**DATA SECTION:**
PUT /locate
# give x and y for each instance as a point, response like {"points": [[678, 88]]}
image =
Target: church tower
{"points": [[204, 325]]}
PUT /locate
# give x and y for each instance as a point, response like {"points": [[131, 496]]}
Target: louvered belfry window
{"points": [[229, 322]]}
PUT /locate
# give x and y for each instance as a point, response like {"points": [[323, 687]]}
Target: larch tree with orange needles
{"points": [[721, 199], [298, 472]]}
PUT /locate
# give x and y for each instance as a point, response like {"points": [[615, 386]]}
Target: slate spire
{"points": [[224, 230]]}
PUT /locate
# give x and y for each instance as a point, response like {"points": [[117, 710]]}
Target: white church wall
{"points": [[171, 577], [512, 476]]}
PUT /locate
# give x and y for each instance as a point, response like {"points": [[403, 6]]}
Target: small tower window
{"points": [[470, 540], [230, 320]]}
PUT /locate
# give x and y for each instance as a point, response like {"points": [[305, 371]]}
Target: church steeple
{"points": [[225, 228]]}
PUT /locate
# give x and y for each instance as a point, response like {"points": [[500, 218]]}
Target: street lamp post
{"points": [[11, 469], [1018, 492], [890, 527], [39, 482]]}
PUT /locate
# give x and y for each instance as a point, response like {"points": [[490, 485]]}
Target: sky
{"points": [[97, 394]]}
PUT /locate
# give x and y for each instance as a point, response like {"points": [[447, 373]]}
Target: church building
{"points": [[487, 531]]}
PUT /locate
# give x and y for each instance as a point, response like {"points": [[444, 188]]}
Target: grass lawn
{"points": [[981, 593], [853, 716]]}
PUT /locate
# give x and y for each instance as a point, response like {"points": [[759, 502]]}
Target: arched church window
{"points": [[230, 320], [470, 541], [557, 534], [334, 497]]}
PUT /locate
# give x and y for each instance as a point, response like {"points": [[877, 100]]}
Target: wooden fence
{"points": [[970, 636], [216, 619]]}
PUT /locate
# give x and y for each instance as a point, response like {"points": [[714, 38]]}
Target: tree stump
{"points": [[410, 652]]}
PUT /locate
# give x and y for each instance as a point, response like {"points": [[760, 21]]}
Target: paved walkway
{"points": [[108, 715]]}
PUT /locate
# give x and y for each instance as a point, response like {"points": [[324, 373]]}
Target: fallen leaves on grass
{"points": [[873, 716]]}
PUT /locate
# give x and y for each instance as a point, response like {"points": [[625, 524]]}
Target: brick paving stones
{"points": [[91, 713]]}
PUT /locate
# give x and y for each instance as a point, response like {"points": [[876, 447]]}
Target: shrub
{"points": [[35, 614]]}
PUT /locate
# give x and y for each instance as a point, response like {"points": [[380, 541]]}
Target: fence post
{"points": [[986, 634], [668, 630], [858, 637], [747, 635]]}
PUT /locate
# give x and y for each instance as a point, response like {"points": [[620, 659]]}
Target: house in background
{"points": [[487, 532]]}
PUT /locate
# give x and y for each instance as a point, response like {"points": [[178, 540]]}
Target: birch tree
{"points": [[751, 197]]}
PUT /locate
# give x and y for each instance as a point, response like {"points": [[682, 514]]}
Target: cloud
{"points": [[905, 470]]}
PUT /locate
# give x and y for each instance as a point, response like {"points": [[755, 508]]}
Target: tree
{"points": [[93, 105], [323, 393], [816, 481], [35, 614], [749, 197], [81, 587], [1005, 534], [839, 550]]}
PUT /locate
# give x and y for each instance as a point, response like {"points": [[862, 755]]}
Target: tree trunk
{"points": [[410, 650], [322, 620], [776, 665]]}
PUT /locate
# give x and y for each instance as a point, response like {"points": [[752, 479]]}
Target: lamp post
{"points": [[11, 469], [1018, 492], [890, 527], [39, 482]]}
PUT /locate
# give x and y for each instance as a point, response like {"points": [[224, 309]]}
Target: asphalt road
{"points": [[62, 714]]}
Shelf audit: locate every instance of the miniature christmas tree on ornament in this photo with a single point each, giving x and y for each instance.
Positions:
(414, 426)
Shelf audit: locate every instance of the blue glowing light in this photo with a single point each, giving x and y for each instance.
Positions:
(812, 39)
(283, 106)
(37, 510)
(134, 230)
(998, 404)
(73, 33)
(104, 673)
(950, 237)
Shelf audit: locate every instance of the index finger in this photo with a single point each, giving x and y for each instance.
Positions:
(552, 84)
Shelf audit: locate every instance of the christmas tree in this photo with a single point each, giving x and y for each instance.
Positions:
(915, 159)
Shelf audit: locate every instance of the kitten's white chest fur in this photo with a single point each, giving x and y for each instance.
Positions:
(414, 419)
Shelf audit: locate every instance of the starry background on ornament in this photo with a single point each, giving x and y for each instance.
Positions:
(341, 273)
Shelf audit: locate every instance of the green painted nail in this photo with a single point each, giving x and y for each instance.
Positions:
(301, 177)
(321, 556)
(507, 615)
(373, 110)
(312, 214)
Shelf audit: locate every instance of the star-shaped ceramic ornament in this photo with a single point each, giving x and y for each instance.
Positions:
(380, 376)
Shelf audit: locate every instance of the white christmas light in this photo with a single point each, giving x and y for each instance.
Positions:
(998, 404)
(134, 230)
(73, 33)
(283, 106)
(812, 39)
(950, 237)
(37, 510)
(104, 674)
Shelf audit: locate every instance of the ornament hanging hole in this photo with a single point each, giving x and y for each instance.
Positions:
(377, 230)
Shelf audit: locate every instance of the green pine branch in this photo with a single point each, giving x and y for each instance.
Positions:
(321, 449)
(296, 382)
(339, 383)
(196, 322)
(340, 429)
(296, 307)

**SHORT PROBLEM:** Extract every line above exactly as it stands.

**RESULT OF THE TASK:**
PUT /locate
# give x and y for each instance as a point, response like {"points": [[678, 88]]}
image =
Target: church tower
{"points": [[204, 325]]}
PUT /locate
# give x and y for each instance as a point, response like {"points": [[131, 496]]}
Target: louvered belfry window
{"points": [[229, 322]]}
PUT /locate
# give x and y for each instance as a point, response like {"points": [[323, 687]]}
Target: larch tree with orange needles
{"points": [[721, 199], [298, 472]]}
PUT /locate
# give x and y for each instance as a point, response like {"points": [[615, 386]]}
Target: slate spire
{"points": [[224, 230]]}
PUT /locate
# give x and y for each instance as a point, response like {"points": [[117, 710]]}
Target: white church wall
{"points": [[171, 577], [512, 476]]}
PUT /locate
# give x and y for each instance as a point, response like {"points": [[403, 6]]}
Target: small tower window
{"points": [[470, 540], [230, 320]]}
PUT /locate
# give x and y for each instance as a point, response like {"points": [[305, 371]]}
Target: church steeple
{"points": [[225, 228]]}
PUT /locate
# give x and y for each instance as a point, response like {"points": [[500, 218]]}
Target: street lamp post
{"points": [[11, 469], [1018, 492], [890, 527], [39, 482]]}
PUT /locate
# give x and y for each instance as a point, response like {"points": [[490, 485]]}
Target: sky
{"points": [[97, 394]]}
PUT /locate
# give x and y for each instance as a point, response like {"points": [[447, 373]]}
Target: church building
{"points": [[487, 531]]}
PUT /locate
# give x and y for each instance as a point, response like {"points": [[444, 188]]}
Target: grass lawn
{"points": [[981, 593], [853, 716]]}
PUT /locate
# give x and y for each instance as a point, response like {"points": [[759, 502]]}
Target: arched church window
{"points": [[230, 320], [470, 541], [557, 534], [334, 497]]}
PUT /locate
# give x and y for each instance as a point, response like {"points": [[877, 100]]}
Target: wooden fence
{"points": [[970, 636], [216, 619]]}
PUT /locate
# give x and y for each instance as a point, response like {"points": [[714, 38]]}
Target: tree stump
{"points": [[410, 652]]}
PUT /locate
# give x and y for each instance as a point, response like {"points": [[760, 21]]}
Target: paved walkway
{"points": [[108, 715]]}
PUT /locate
# give x and y for each instance as a point, response like {"points": [[324, 373]]}
Target: fallen leaves on grass
{"points": [[873, 716]]}
PUT /locate
# give x and y for each instance as a point, response like {"points": [[625, 524]]}
Target: brick paving stones
{"points": [[91, 713]]}
PUT /locate
# give x and y for each instance as a point, response like {"points": [[876, 447]]}
Target: shrub
{"points": [[35, 614]]}
PUT /locate
# give x and y for each instance as a point, response like {"points": [[380, 541]]}
Target: fence post
{"points": [[986, 634], [668, 630], [858, 637], [747, 635]]}
PUT /locate
# give x and y for each instance as a point, response like {"points": [[620, 659]]}
Target: house in background
{"points": [[487, 532]]}
PUT /locate
# give x and y for each instance as a point, response like {"points": [[178, 540]]}
Target: birch tree
{"points": [[751, 197]]}
PUT /locate
# give x and y for each instance as a point, response like {"points": [[682, 514]]}
Target: cloud
{"points": [[905, 470]]}
PUT /locate
# give x and y for each instance as a point, response like {"points": [[755, 508]]}
Target: tree
{"points": [[93, 105], [323, 393], [816, 481], [35, 614], [749, 197], [81, 587], [1005, 534], [839, 550]]}
PUT /locate
# give x and y for each instance as a point, response like {"points": [[862, 755]]}
Target: tree trunk
{"points": [[410, 650], [322, 620], [776, 665]]}
PUT /locate
# give x and y for each instance as a point, response like {"points": [[752, 479]]}
Target: lamp post
{"points": [[11, 469], [1018, 492], [890, 527], [39, 482]]}
PUT /locate
# give x and y for each instance as a point, response like {"points": [[224, 309]]}
Target: asphalt road
{"points": [[62, 714]]}
Shelf audit: locate every instance of the miniature christmas tree on ornament in this photo with a single point each, giving x and y for each instance.
Positions:
(414, 426)
Shelf audit: locate every instance of the blue glowing light in this photo with a single point each, giving x and y for each instance.
Positions:
(812, 39)
(283, 106)
(37, 510)
(134, 230)
(998, 404)
(73, 33)
(104, 673)
(950, 237)
Shelf audit: locate every instance of the index finger in this photo with a single point each, giving x and y for each instance.
Positions:
(552, 84)
Shelf audit: locate every instance of the christmas tree in this photo with a single point each, giving x and y for each instance.
Positions:
(915, 159)
Shelf audit: locate every instance of the kitten's white chest fur in this photo with a single point each, giving x and y for each instance.
Positions:
(414, 419)
Shelf audit: locate every instance of the starry background on ornament in this photo with a single point each, giving x and y for each instance.
Positions:
(341, 273)
Shelf audit: locate every instance of the green painted nail in this photo with a single point each, giving x and y for each instance.
Positions:
(301, 177)
(321, 556)
(507, 615)
(373, 110)
(312, 214)
Shelf audit: locate every instance of the star-shaped ceramic ornament in this photo with a single point each, giving x and y for each instance.
Positions:
(380, 376)
Shelf audit: locate every instance of the white christmas light in this photo with a single point each, giving x and y for each instance.
Positions:
(998, 404)
(134, 230)
(73, 33)
(283, 106)
(812, 39)
(950, 237)
(37, 510)
(104, 674)
Shelf audit: locate every instance of the ornament hanging hole in this photo with a single point each, giving x and y for each instance.
Positions:
(377, 230)
Shelf audit: locate every instance of the green pine branch in this photo with a single point each, giving x and y for each instance.
Positions:
(321, 449)
(296, 382)
(339, 383)
(196, 322)
(340, 429)
(296, 307)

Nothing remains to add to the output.